Please tell how many of the lines below contain "blurred", using only a number.
### SUPPLIED RECORDS
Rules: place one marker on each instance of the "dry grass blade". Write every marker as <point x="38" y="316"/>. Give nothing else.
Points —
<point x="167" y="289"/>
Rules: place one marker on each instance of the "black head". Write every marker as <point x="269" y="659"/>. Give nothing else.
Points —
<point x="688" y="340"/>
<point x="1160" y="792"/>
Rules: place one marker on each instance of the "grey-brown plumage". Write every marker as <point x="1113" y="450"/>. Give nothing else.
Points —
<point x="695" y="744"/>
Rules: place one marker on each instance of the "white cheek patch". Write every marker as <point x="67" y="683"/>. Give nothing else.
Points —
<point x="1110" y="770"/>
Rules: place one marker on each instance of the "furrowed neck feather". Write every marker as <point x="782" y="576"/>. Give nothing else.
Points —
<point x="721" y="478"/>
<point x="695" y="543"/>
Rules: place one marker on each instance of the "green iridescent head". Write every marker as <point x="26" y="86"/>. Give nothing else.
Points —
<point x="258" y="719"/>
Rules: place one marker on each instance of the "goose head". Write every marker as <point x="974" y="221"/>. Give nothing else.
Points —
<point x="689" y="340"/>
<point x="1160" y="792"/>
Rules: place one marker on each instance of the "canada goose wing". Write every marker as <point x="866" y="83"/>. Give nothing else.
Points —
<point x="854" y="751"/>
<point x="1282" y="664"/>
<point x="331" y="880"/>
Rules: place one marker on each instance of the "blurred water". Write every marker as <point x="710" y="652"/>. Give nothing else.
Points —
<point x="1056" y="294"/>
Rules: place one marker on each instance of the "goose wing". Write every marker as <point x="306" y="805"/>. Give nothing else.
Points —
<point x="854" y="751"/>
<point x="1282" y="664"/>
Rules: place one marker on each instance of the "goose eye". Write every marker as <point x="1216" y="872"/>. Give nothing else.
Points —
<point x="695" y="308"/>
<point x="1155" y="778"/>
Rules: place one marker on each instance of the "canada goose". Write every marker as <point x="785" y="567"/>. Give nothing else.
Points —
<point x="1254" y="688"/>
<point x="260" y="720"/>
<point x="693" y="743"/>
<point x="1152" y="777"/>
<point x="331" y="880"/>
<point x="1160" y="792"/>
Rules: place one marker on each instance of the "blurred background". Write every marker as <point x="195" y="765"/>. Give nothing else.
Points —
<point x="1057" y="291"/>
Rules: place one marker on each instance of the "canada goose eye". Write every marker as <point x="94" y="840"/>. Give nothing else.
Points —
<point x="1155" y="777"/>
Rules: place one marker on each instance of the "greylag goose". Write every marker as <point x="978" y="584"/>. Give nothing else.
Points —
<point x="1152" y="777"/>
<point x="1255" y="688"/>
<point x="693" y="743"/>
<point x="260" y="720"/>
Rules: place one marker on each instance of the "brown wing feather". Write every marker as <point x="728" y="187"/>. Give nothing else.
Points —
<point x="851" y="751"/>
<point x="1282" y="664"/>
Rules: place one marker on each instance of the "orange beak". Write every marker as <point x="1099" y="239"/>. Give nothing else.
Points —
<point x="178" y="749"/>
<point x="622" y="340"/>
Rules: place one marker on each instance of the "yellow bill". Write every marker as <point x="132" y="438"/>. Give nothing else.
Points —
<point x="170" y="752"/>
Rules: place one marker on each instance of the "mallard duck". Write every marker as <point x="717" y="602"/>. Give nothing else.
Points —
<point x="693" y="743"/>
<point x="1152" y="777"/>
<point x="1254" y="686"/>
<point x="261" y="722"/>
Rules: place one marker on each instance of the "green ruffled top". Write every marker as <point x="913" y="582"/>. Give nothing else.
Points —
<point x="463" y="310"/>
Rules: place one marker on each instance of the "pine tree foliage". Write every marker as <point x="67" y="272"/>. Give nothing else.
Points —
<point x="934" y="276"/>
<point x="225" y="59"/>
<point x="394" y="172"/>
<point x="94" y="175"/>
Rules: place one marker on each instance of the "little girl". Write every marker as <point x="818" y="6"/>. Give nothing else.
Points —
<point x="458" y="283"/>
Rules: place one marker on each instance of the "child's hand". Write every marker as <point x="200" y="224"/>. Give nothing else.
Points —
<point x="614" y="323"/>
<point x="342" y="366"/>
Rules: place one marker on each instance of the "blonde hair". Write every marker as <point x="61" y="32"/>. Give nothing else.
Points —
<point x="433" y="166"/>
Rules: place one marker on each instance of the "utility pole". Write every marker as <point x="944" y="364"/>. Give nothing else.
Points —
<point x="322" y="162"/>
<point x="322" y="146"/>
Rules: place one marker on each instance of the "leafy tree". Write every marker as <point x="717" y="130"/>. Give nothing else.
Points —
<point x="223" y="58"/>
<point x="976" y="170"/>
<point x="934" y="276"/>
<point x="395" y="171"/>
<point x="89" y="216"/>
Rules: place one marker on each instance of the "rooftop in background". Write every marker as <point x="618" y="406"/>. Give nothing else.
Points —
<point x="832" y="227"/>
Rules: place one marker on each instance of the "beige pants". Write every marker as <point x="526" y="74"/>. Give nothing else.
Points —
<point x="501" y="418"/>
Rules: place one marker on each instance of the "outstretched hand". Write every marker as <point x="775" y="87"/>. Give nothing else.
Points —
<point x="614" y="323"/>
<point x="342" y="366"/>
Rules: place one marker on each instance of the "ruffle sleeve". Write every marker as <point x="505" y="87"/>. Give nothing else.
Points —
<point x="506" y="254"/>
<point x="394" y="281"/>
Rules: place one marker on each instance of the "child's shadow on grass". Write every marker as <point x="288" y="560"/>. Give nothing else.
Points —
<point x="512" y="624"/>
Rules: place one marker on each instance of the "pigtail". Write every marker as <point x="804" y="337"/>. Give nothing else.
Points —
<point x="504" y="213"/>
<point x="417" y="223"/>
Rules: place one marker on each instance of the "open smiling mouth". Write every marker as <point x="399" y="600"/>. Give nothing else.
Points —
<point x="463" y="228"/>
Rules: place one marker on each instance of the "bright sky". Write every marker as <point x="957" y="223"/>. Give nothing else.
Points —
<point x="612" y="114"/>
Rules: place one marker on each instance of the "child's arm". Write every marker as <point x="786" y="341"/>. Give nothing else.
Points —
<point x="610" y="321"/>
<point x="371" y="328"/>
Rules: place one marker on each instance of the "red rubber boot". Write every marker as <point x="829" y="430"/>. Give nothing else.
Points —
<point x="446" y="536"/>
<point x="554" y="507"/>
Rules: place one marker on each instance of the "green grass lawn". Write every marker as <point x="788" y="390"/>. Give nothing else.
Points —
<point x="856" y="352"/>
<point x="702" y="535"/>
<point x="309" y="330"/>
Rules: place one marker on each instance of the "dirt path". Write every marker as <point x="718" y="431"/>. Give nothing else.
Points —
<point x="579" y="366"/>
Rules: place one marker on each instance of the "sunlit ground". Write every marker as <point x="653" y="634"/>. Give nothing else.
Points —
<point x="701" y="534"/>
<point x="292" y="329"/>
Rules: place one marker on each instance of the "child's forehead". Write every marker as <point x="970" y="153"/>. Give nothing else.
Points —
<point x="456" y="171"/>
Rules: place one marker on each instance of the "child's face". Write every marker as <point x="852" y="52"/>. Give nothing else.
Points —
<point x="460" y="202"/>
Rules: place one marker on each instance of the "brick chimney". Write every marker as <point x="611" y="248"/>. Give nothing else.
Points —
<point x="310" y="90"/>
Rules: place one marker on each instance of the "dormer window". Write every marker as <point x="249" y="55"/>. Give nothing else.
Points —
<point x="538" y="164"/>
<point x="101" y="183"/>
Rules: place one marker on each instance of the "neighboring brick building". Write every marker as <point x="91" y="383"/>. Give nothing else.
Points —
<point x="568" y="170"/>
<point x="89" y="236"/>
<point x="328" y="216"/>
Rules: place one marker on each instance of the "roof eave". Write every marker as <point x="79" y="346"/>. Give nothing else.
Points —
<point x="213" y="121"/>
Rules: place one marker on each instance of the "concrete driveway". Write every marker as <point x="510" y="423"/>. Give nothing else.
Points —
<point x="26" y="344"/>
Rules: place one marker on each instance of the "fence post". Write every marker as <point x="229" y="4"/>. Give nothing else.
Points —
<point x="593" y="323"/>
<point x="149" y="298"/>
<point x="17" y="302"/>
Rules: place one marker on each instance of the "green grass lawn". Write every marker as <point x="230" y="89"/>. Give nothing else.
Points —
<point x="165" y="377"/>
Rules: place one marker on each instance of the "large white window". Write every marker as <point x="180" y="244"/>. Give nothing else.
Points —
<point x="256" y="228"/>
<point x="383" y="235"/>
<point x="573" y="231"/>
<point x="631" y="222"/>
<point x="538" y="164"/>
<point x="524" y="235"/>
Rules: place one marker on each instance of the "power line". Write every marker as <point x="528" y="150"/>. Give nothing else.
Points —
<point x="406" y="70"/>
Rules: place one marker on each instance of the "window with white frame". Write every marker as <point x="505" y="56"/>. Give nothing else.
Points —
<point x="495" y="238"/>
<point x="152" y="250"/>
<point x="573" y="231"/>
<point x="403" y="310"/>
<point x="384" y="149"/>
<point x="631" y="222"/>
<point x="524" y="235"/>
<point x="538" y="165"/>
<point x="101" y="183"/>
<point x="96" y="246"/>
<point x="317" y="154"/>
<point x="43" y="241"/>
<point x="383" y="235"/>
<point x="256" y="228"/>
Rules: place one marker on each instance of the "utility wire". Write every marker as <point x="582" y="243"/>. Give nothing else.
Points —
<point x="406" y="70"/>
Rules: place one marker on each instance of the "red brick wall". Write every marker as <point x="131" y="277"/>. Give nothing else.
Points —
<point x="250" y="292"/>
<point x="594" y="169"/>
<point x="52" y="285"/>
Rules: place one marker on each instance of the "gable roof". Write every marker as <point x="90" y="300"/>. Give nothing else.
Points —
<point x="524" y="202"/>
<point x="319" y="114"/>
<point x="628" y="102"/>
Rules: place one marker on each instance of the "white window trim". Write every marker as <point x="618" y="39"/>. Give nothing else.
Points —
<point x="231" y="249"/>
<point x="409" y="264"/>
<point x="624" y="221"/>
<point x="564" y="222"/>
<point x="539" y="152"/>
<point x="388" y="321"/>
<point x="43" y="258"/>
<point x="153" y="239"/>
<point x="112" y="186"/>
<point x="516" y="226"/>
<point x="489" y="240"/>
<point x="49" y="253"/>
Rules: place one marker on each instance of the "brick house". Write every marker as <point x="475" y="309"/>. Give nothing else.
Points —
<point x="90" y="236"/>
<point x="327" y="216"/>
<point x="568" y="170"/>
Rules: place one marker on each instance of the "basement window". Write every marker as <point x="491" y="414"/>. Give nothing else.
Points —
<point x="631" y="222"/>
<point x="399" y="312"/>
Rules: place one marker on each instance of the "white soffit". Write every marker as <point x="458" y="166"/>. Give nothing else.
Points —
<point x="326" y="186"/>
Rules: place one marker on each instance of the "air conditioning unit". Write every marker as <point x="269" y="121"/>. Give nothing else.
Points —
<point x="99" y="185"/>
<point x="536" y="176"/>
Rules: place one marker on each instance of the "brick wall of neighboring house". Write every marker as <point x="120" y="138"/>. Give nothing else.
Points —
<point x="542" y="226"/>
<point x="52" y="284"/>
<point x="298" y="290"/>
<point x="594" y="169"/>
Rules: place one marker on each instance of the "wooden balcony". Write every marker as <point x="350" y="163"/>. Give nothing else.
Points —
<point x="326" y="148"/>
######
= EXPECTED ANSWER =
2